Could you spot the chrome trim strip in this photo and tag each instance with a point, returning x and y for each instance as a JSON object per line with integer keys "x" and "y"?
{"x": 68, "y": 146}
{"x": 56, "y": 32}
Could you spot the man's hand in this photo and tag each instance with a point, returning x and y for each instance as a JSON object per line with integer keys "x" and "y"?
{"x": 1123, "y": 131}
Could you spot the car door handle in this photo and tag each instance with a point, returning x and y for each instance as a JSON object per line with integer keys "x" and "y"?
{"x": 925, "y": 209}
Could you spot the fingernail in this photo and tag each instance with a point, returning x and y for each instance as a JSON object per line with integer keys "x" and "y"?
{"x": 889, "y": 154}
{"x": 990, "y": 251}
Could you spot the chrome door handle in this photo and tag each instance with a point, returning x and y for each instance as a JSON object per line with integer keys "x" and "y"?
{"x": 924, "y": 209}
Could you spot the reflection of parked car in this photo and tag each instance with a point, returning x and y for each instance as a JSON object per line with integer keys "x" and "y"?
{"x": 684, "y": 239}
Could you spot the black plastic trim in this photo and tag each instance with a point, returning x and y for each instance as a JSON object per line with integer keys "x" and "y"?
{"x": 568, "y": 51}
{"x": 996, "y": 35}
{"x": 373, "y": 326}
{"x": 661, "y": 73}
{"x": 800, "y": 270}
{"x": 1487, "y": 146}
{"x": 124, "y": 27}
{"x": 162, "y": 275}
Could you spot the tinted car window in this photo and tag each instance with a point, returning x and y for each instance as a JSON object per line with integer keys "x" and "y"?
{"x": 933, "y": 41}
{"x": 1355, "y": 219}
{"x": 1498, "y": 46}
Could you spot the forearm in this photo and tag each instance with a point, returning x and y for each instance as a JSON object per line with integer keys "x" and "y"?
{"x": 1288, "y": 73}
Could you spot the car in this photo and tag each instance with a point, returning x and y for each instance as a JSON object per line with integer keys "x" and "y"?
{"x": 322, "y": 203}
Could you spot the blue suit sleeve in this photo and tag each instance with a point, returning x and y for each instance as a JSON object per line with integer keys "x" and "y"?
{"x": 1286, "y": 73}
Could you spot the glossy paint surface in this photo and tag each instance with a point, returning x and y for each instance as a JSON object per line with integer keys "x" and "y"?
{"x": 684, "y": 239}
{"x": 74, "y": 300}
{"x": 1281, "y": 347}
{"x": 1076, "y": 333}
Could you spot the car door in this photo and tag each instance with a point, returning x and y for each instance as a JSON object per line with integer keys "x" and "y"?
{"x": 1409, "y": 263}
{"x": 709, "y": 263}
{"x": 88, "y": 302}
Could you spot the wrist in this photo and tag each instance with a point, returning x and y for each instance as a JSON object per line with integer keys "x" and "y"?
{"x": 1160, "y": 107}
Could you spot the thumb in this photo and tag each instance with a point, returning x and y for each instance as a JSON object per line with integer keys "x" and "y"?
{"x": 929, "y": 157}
************
▶ PROBLEM REQUIREMENTS
Present every line of the material above as a Markdown table with the columns Row and Text. Put each line's sequence number in Row and the line itself in Text, leaving out blank lines.

▶ RESPONSE TO THIS EXERCISE
| Row | Text |
|---|---|
| 1 | Could you spot the chrome trim strip in this photo and tag each instance with a point, returning x and y for each instance as a JSON object per line with integer keys "x" and "y"? |
| 2 | {"x": 68, "y": 146} |
| 3 | {"x": 56, "y": 32} |
| 4 | Could you spot the man's hand in this photo and tag each instance with a point, returning x and y for each instance as a JSON object per line with integer keys "x" and "y"? |
| 5 | {"x": 1123, "y": 131} |
| 6 | Could you spot the car door handle in this photo and tag each instance with a point, returning x and y for each instance as a JSON object per line with integer keys "x" and "y"? |
| 7 | {"x": 925, "y": 209} |
| 8 | Could you spot the fingernail in this photo and tag each instance with a point, returning x and y for each instance as a JSON object per line with integer keys "x" and "y"? |
| 9 | {"x": 889, "y": 154} |
| 10 | {"x": 990, "y": 251} |
| 11 | Could you spot the chrome door handle in this photo and tag each instance with a point, returning x and y for each instance as a JSON object per line with integer keys "x" and "y"? |
| 12 | {"x": 924, "y": 209} |
| 13 | Could you spot the reflection of parked car in this photo and tag each instance with a point, returning x and y for each instance as a JSON object per line with integer keys "x" and "y"? |
| 14 | {"x": 684, "y": 239} |
| 15 | Could you spot the black plastic trim in this photo and tag each instance with a point, returning x and y for each instance as a JSON object per line with integer keys "x" and "y"? |
| 16 | {"x": 568, "y": 51} |
| 17 | {"x": 996, "y": 35} |
| 18 | {"x": 373, "y": 326} |
| 19 | {"x": 661, "y": 73} |
| 20 | {"x": 800, "y": 270} |
| 21 | {"x": 1487, "y": 146} |
| 22 | {"x": 124, "y": 27} |
| 23 | {"x": 162, "y": 275} |
| 24 | Could you spot the tinted car window in this photo and tag each instance with a point, returning x and y for each instance as a JSON object per line with integer keys "x" and "y"? |
| 25 | {"x": 933, "y": 41} |
| 26 | {"x": 1355, "y": 219} |
| 27 | {"x": 1498, "y": 46} |
| 28 | Could you spot the forearm in this photo and tag each instance with a point, returning x and y for each instance as a JSON object per line with integer keys "x" and "y"? |
| 29 | {"x": 1288, "y": 73} |
| 30 | Could you spot the car in this photo and tag each instance with a point, returning x and y for each instance as a JSON object per line with integer keys "x" and "y"? |
| 31 | {"x": 322, "y": 203} |
| 32 | Could you spot the blue suit sleeve in this photo and tag each instance with a point, returning x and y for each instance as a JSON object per line with integer keys "x" and "y"? |
| 33 | {"x": 1286, "y": 73} |
| 34 | Could you spot the glossy paint surface in this photo and tag each instance with a point, returning x and y for each instance as a JSON object per line with integer keys "x" and "y"? |
| 35 | {"x": 684, "y": 239} |
| 36 | {"x": 74, "y": 300} |
| 37 | {"x": 1281, "y": 347} |
| 38 | {"x": 1076, "y": 333} |
| 39 | Could you spot the car door in this photo and tag each instance with a point, returning x and y for each instance as a JSON object per line with integer keys "x" and "y"? |
| 40 | {"x": 1409, "y": 263} |
| 41 | {"x": 709, "y": 263} |
| 42 | {"x": 88, "y": 302} |
| 43 | Could you spot the wrist in this photo and tag each instance with a point, returning x and y for each instance as a JSON object per line with integer keys "x" and "y"? |
| 44 | {"x": 1160, "y": 107} |
| 45 | Could you spot the thumb in this photo and tag each instance with a point, returning x and y for each instance as a JSON object per line with integer keys "x" and "y"? |
| 46 | {"x": 929, "y": 157} |